▸ **Te lezen tekst**:
________________________________________
De dagvaarding is geldig, deze rechtbank is bevoegd tot kennisneming van het ten laste gelegde feit en de officier van justitie is ontvankelijk. Er zijn geen redenen voor schorsing van de vervolging.

4.Waardering van het bewijs

4.1
Het standpunt van het Openbaar Ministerie
De officier van justitie heeft zich op het standpunt gesteld er geen sprake is van voorbedachten rade, maar dat de impliciet primair ten laste poging tot doodslag wel wettig en overtuigend bewezen kan worden.
Alhoewel de officier van justitie van oordeel is dat verdachte geen vol opzet heeft gehad op de dood van aangever, meent zij dat er wel sprake is van voorwaardelijk opzet aan de zijde van verdachte. Verdachte heeft [naam benadeelde partij] (verder: [naam benadeelde partij] ) met een mes van twintig centimeter in het linker bekken gestoken en het is een feit van algemene bekendheid dat daar vitale organen zitten, zoals de lever en de nieren. De verwondingen van [naam benadeelde partij] reikten tot achter in de bil, waaruit is af te leiden dat het om een diepe steekwond ging. Wanneer je met een mes op die plek van de romp een diepe steekwond toebrengt, kan dat levensbedreigend zijn. Verdachte heeft hiermee de aanmerkelijke kans aanvaard dat aangever hierdoor zou komen te overlijden, waardoor verdachte voorwaardelijk opzet heeft gehad op de dood van [naam benadeelde partij] .
4.2
Het standpunt van de verdediging
De raadsvrouw is met de officier van justitie van oordeel dat het ten laste gelegde “met voorbedachten rade” niet bewezen kan worden, waardoor verdachte van de primair ten laste gelegde poging tot moord moet worden vrijgesproken. Zij stelt zich op het standpunt dat ook de poging tot doodslag niet bewezen kan worden, nu verdachte geen opzet – ook niet in voorwaardelijke zin – heeft gehad op de dood van [naam benadeelde partij] . Uit de letselrapportage blijkt immers dat er geen vitale organen zijn geraakt en verdachte wilde [naam benadeelde partij] alleen aan het schrikken maken. Daar komt nog bij dat verdachte bewust “naar beneden” heeft gestoken, zodat hij [naam benadeelde partij] niet dodelijk zou raken.
Ook ten aanzien van de zware mishandeling heeft de raadsvrouw vrijspraak bepleit, omdat er geen sprake zou zijn van zwaar lichamelijk letsel in de zin van artikel 82 Wetboek van Strafrecht. Door het ontbreken van medische gegevens is niet vast te stellen wat de precieze aard en omvang van het letsel en van het medisch ingrijpen is geweest.
________________________________________
(Records voor het labelen van objectposities)
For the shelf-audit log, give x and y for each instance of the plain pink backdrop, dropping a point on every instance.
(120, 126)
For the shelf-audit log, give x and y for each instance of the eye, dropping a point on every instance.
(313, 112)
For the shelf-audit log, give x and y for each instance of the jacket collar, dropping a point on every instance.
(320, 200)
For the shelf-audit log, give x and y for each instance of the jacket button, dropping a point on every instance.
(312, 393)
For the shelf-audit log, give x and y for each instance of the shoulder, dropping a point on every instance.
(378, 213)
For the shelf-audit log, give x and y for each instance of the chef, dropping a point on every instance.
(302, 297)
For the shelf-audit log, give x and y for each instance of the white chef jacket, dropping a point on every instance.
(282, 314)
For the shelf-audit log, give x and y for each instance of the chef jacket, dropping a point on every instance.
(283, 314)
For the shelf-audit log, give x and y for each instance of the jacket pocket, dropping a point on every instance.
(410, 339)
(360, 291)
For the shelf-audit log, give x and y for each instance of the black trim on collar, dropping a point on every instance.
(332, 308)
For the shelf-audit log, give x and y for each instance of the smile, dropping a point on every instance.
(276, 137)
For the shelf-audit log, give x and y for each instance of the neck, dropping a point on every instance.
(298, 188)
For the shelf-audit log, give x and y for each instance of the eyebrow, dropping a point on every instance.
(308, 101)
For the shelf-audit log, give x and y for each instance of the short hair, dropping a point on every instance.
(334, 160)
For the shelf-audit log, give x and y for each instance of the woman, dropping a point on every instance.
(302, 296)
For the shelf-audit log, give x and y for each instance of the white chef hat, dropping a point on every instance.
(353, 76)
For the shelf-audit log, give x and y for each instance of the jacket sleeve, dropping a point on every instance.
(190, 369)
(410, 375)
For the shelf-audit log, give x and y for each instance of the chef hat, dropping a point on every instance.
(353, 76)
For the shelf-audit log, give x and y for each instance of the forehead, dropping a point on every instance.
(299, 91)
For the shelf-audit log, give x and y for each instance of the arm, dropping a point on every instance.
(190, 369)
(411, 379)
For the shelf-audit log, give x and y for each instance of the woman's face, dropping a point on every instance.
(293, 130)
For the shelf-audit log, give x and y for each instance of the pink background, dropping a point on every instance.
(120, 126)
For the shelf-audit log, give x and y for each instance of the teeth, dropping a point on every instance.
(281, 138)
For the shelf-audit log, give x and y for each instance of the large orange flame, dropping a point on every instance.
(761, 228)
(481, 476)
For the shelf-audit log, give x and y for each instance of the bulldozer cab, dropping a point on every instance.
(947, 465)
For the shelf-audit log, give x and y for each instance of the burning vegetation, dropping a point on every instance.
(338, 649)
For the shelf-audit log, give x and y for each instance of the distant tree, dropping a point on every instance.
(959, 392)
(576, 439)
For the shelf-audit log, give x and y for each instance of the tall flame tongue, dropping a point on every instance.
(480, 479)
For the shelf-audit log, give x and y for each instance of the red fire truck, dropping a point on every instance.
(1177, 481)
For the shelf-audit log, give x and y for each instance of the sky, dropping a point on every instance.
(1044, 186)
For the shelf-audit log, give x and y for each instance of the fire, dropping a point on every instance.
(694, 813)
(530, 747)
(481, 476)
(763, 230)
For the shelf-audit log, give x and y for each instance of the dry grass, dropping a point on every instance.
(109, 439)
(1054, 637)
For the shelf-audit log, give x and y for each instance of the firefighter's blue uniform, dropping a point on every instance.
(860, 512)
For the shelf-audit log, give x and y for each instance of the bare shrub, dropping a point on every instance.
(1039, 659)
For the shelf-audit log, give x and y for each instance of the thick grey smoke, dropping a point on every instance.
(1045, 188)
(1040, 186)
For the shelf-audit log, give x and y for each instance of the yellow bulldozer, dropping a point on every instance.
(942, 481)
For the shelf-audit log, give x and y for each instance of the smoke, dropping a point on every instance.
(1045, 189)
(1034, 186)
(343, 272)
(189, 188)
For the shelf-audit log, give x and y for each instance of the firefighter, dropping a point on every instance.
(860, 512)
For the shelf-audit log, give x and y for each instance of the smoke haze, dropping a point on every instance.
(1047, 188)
________________________________________
▸ **Uit te voeren taken**:
1. Hoe lang was volgens de officier van justitie in de tekst over de strafzaak het mes waarmee verdachte stak?
2. Schrijf de tekst over de strafzaak verder vanaf de laatste zin.

▸ **Antwoorden**:
1. Twintig centimeter.

2.
De raadsvrouw heeft zich op het standpunt gesteld dat ook de poging zware mishandeling niet bewezen kan worden, nu bij verdachte het opzet ontbreekt. Ten aanzien van de uiterst subsidiair ten laste gelegde mishandeling refereert de verdediging zich aan het oordeel van de rechtbank.
4.3
Het oordeel van de rechtbank
Verdachte heeft zowel bij de politie als ter terechtzitting verklaard dat hij [naam benadeelde partij] één keer met een mes heeft gestoken, in de linkerzij. Hij heeft verklaard dat hij niet meer precies weet hoe het is gebeurd, maar hij heeft bewust niet te hoog gestoken, omdat hij [naam benadeelde partij] alleen maar wilde afschrikken en zeker niet wilde doden.
Poging tot moord
De rechtbank moet beoordelen hoe de daad van verdachte te kwalificeren valt.
Met de officier van justitie en de verdediging is de rechtbank van oordeel dat de primair ten laste gelegde poging tot moord niet wettig en overtuigend bewezen kan worden, nu er bij verdachte geen sprake was van een vooropgezet plan. Er is dus geen sprake van de vereiste voorbedachten rade, waardoor verdachte van de poging tot moord moet worden vrijgesproken.
Poging tot doodslag
Om tot een bewezenverklaring van poging doodslag te komen moet bewezen kunnen worden dat bij verdachte ofwel vol ofwel voorwaardelijk opzet op de dood van [naam benadeelde partij] aanwezig is geweest.
De rechtbank komt tot het oordeel, net als de officier van justitie en de verdediging, dat geen bewijs is voor vol opzet op de dood.
Van voorwaardelijk opzet is sprake wanneer het handelen van verdachte een aanmerkelijke kans op de dood teweeg heeft gebracht, verdachte zich bewust was van die aanmerkelijke kans en die kans ook heeft aanvaard.
Met een aanmerkelijke kans op de dood wordt, zo blijkt uit de wetsgeschiedenis en de rechtspraak, een niet verwaarloosbare, reële kans bedoeld, dat iemand komt te overlijden. In de onderhavige zaak is één steekwond toegebracht, met een puntig keukenmes met een lemmet van 12,5 cm. [naam benadeelde partij] heeft verklaard dat de dokters hem hebben verteld dat het een diepe wond was en dat er een slagader was geraakt. De medische onderbouwing van deze verklaring ontbreekt. Wel bevindt zich een foto in het dossier van het gebruikte mes, waarbij het lemmet van 12,5 centimeter vrijwel geheel met bloed is bedekt.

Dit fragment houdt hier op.